__Dataset excerpts__
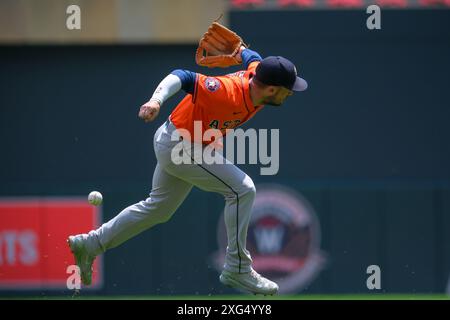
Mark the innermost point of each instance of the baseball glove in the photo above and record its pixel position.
(219, 47)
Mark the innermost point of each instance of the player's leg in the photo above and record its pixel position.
(239, 192)
(168, 192)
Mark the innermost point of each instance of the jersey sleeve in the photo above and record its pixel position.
(214, 90)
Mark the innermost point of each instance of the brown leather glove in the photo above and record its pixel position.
(219, 47)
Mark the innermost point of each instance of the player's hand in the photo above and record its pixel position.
(149, 111)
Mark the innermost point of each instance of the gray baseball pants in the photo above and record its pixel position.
(171, 184)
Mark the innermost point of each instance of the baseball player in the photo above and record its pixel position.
(222, 102)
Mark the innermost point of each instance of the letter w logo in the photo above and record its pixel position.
(269, 239)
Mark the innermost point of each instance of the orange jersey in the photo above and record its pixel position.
(221, 102)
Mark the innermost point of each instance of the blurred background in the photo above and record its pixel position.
(364, 152)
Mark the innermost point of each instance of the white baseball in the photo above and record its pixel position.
(95, 198)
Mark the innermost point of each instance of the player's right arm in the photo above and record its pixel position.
(169, 86)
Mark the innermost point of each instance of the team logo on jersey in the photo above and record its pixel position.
(283, 238)
(212, 84)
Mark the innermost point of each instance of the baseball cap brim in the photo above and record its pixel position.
(300, 84)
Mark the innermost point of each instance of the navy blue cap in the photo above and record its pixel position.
(279, 71)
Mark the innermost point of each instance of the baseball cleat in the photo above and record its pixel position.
(251, 282)
(82, 258)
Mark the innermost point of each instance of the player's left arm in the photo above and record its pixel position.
(169, 86)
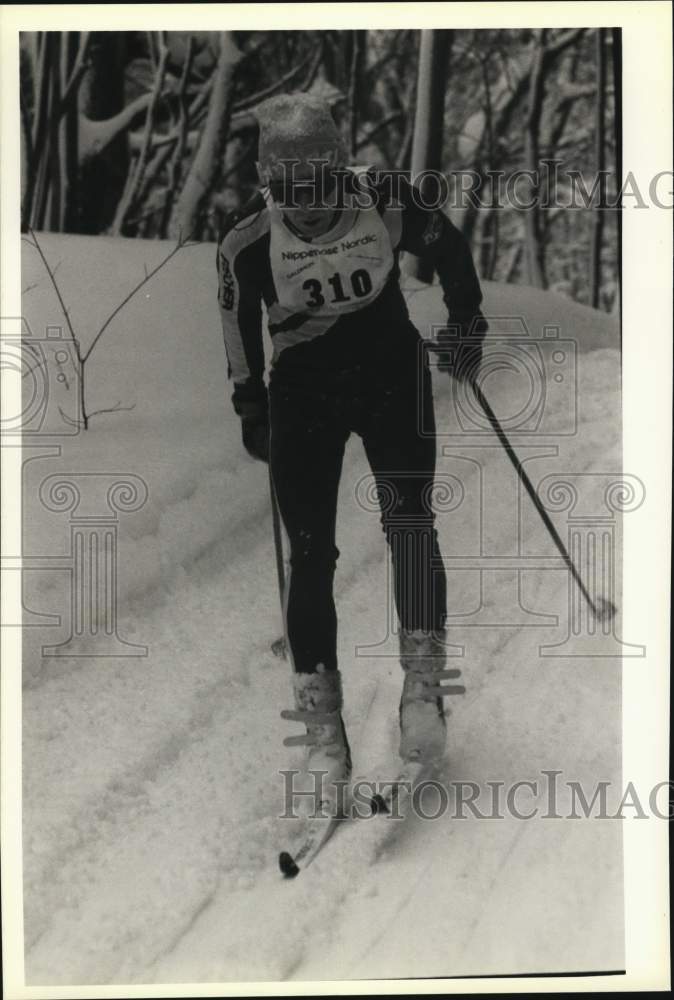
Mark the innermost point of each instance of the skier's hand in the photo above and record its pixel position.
(458, 346)
(255, 428)
(255, 435)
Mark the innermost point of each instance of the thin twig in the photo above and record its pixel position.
(37, 246)
(117, 408)
(179, 246)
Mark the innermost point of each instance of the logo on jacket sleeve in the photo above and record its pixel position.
(226, 296)
(433, 229)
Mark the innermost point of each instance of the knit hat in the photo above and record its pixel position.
(296, 127)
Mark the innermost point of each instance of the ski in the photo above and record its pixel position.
(399, 791)
(319, 833)
(320, 829)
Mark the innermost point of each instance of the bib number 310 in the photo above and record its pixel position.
(361, 284)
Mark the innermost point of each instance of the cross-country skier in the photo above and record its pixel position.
(345, 359)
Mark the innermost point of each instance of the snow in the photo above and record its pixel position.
(151, 784)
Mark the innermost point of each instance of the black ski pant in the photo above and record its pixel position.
(311, 421)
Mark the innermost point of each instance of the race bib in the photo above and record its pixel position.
(338, 275)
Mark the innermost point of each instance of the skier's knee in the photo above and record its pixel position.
(310, 554)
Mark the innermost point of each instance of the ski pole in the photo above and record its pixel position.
(279, 646)
(602, 609)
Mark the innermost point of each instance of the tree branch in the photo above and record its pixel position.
(37, 246)
(179, 246)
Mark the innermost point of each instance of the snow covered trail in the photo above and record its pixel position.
(151, 785)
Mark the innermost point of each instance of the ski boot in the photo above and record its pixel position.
(423, 730)
(318, 700)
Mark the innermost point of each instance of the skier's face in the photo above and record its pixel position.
(306, 201)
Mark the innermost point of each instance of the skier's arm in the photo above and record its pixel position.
(429, 233)
(240, 305)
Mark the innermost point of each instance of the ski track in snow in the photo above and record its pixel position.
(151, 785)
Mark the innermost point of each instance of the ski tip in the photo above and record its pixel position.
(378, 805)
(287, 865)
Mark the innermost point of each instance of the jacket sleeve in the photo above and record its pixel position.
(429, 233)
(240, 303)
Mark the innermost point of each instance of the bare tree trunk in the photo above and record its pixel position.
(600, 156)
(207, 161)
(616, 67)
(434, 53)
(532, 217)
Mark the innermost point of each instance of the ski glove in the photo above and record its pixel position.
(458, 346)
(255, 429)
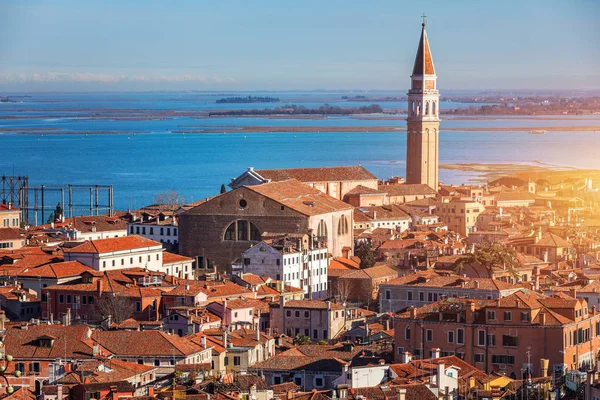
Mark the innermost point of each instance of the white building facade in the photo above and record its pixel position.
(305, 269)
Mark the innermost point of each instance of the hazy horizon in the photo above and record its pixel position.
(265, 45)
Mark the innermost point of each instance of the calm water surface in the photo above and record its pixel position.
(148, 158)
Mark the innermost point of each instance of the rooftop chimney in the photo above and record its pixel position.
(544, 366)
(441, 373)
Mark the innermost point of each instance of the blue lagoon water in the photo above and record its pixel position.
(147, 157)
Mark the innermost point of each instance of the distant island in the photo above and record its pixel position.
(377, 99)
(301, 110)
(245, 100)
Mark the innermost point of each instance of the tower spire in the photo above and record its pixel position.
(423, 121)
(423, 61)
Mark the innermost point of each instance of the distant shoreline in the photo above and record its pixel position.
(302, 129)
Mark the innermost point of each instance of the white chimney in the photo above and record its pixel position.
(406, 357)
(441, 374)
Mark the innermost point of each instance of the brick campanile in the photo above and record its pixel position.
(423, 119)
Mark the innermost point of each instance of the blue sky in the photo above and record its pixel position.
(308, 44)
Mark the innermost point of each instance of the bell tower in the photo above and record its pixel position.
(423, 119)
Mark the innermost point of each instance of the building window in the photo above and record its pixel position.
(343, 226)
(503, 359)
(35, 367)
(510, 341)
(242, 230)
(460, 336)
(481, 337)
(322, 229)
(319, 381)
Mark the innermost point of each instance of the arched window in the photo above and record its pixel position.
(322, 229)
(343, 226)
(243, 231)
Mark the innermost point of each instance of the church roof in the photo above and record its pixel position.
(423, 61)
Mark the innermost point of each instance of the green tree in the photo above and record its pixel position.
(366, 253)
(302, 339)
(491, 256)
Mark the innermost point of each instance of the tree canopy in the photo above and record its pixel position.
(491, 256)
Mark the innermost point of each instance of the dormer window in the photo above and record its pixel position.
(46, 341)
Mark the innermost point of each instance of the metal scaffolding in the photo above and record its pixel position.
(16, 190)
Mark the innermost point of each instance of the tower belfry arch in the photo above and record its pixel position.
(423, 121)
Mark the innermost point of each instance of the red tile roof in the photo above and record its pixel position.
(300, 197)
(170, 258)
(312, 304)
(69, 342)
(56, 270)
(145, 343)
(7, 234)
(113, 244)
(321, 174)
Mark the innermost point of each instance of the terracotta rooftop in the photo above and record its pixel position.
(56, 270)
(135, 343)
(321, 174)
(550, 239)
(68, 342)
(113, 244)
(97, 223)
(170, 258)
(312, 304)
(300, 197)
(10, 234)
(404, 189)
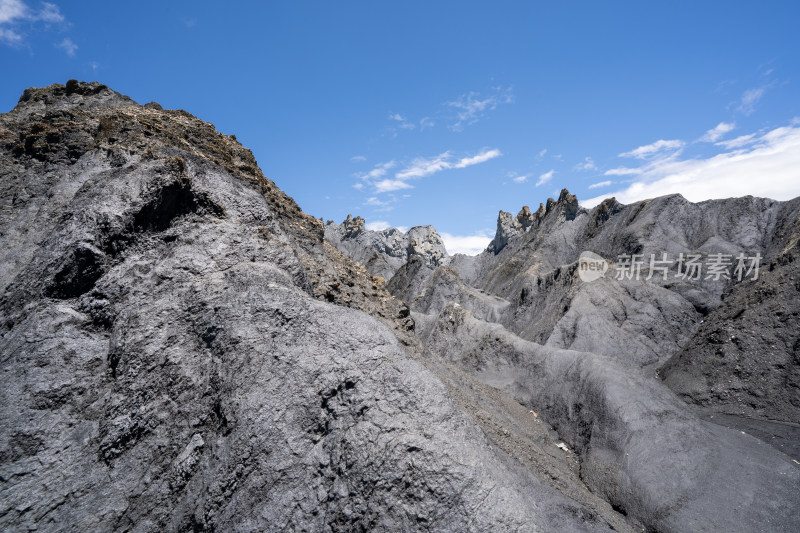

__The exercise__
Collect each line of the listing above that contains the word "window", counting only matches with the same capitalization.

__Written answer__
Mark the innermost point of each instance of the building window in the photo above and record its pixel position.
Mark the innermost point of each instance of the arched window in the photo above and record its pixel position.
Mark the innermost point of each instance of the dormer window in the photo above and record its pixel position.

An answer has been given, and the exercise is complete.